DIRECTIONS:
Please resume the passage below on fake Tripadvisor reviews, picking up right after its final sentence.
------ TEXT UNDER STUDY ------
"As a result, India topped the list of countries from which the most paid reviews emanated last year, with Russia dropping out of the Top 10," the report said.
Further, the company said its fraud investigators identified 65 new paid review sites and blocked submissions from a total of 372 different paid review sites last year.
Almost 1 million reviews submitted for inclusion on Tripadvisor — equivalent to 3.6 percent of the total — were determined to be fraudulent by the website last year, the report said.
In its second transparency report — the first was released in 2019 — the travel guidance platform said 67.1 percent of the fake reviews had been caught before making it on to the platform by its pre-posting moderation algorithm.
The report said: "While our overall review contributions dropped in line with the slowdown in travel, fraudulent submissions — which of course are not predicated on real customer experiences — did not follow the same trend. Our team remained vigilant and effective at catching would-be fraudsters, and as a result the proportion of reviews we rejected or removed increased compared with pre-pandemic 2018 figures."
------ SUPPLIED ENTRIES ------
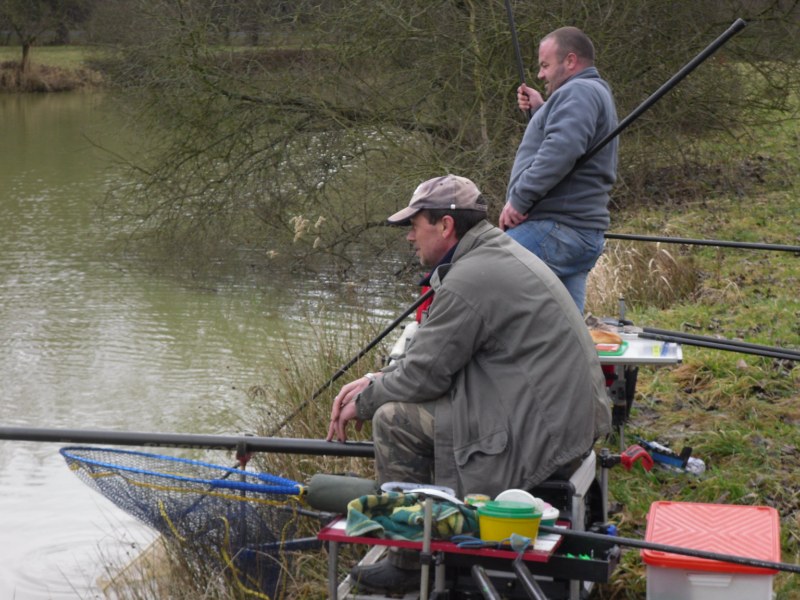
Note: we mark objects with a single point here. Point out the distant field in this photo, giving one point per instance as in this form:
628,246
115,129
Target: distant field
------
------ SUPPLIED ENTRIES ------
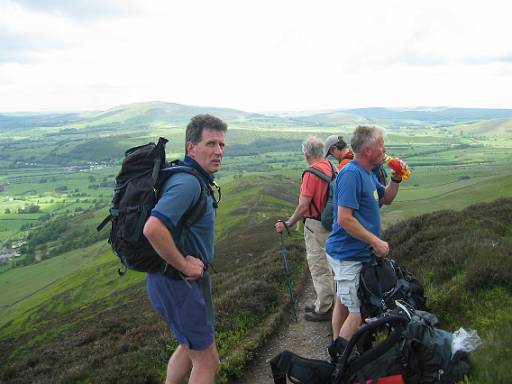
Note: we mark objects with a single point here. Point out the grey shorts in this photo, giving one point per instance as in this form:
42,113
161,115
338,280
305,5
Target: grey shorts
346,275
------
RESPONSE TO THE TASK:
While they may pose the biggest threat to the platform's integrity and those of the businesses on it, fake reviews are not alone in being removed. In total, more than 2 million review submissions (representing 8.6 per cent the total) were rejected or removed from the Tripadvisor platform, for instance because they included use of profanity.
While travel restrictions imposed by Covid led to a reduction in submitted reviews -- the number in August last year (approximately 4m) was half that in August 2018 -- the virus also posed other challenges, which Tripadvisor said led to its team manually assessing an additional 257,022 reviews, of which 46,145 were removed by moderators for violating posting guidelines, the report said.
They included reviews containing encouragement to ignore government guidelines, discouraging testing or spreading misinformation, with racially insensitive comments including references to the "China" or "Wuhan" virus or criticising a business for introducing Covid safety measures.